» **Text shown**
•••••
The second of these is more complex than the first, but not so complex that we can't understand it. The way it works is this: The server sends a certificate that establishes (more or less) that "Organization X certifies that the sender of this certificate is really Bank of America." The "Organization X" is called a certificate authority, one of a number of businesses around the world that provide the service of verifying identities and issuing certificates to establish that those identities have been verified.

So who trusts the certificate authority? The answer is that the certificate authority also issues a certificate that says "Organization Y establishes that Organization X is really a certificate authority," where "Organization Y" is another, higher-level authority. Organization Y might also issue a certificate that establishes its identity, as verified by Organization Z. This, generally, is called a chain of trust.

The certificates in a chain of trust are difficult to forge — they each require a piece of knowledge called a private key that is kept hidden by each organization — but, of course, they don't prove anything unless you eventually end up at an organization you inherently trust already. For this reason, operating systems generally include a set of root certificates from a few well-known organizations that are widely believed to be trustworthy. If you can establish a chain of trust from a person back to someone you already trust, the theory is that you should trust that person. (The root certificates are the ones that are trusted inherently.) Applying that principle to people, suppose you have a friend named Alice who you already trust.
•••••
» **Given data**
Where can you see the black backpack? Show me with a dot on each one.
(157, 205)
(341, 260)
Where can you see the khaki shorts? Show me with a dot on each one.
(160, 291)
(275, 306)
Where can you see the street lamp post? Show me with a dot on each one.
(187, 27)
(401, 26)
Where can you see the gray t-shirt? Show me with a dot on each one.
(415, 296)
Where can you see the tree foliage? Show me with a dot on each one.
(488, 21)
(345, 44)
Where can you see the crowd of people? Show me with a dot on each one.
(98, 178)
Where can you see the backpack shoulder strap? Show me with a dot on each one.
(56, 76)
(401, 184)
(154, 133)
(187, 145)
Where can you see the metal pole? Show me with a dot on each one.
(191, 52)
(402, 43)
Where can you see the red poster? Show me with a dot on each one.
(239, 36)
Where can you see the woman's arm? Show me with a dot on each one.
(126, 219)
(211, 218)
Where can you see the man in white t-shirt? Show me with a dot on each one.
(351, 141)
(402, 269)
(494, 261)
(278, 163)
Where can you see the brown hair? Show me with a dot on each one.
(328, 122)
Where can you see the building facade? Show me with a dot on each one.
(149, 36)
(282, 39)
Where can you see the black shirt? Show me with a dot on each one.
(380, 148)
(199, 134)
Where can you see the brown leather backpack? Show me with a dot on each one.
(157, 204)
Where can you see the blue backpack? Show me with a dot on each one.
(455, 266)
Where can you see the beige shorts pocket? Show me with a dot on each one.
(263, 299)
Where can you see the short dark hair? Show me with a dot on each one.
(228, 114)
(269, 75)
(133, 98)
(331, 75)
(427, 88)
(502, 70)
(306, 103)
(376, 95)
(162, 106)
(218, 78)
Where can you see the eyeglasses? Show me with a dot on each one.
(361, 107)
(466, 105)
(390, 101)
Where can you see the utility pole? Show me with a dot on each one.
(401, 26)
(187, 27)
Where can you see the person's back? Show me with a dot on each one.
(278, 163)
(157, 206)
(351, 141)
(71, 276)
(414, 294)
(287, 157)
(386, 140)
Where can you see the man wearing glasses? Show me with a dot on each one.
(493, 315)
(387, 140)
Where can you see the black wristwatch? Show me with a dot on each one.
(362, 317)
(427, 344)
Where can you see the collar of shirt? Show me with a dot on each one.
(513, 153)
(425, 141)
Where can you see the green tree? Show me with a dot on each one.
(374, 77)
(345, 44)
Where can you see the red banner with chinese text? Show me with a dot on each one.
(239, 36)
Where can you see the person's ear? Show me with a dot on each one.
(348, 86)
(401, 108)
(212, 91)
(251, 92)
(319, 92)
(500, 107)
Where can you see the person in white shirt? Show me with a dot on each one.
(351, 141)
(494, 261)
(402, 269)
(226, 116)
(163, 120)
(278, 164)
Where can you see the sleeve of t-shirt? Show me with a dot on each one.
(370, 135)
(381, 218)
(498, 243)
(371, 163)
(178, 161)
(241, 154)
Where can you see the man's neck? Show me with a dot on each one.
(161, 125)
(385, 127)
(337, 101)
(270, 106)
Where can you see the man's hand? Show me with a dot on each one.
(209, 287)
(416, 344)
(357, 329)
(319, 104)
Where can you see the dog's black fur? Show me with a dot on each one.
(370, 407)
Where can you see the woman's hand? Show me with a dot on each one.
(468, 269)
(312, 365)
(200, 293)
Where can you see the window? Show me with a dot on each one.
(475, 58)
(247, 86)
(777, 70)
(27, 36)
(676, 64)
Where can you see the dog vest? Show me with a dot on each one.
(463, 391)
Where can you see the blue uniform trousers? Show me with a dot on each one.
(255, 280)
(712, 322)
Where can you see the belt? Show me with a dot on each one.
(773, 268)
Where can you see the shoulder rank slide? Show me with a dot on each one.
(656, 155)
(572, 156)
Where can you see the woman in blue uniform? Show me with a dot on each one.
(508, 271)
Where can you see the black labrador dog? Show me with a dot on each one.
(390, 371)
•••••
» **Tasks and exercises**
1) According to the text on certificate chains of trust, what is a business that verifies identities and issues certificates called?
2) Repeat the passage of the text on certificate chains of trust from "So who trusts" to "chain of trust.".

» **Answers below**
1) A certificate authority.

2)
So who trusts the certificate authority? The answer is that the certificate authority also issues a certificate that says "Organization Y establishes that Organization X is really a certificate authority," where "Organization Y" is another, higher-level authority. Organization Y might also issue a certificate that establishes its identity, as verified by Organization Z. This, generally, is called a chain of trust.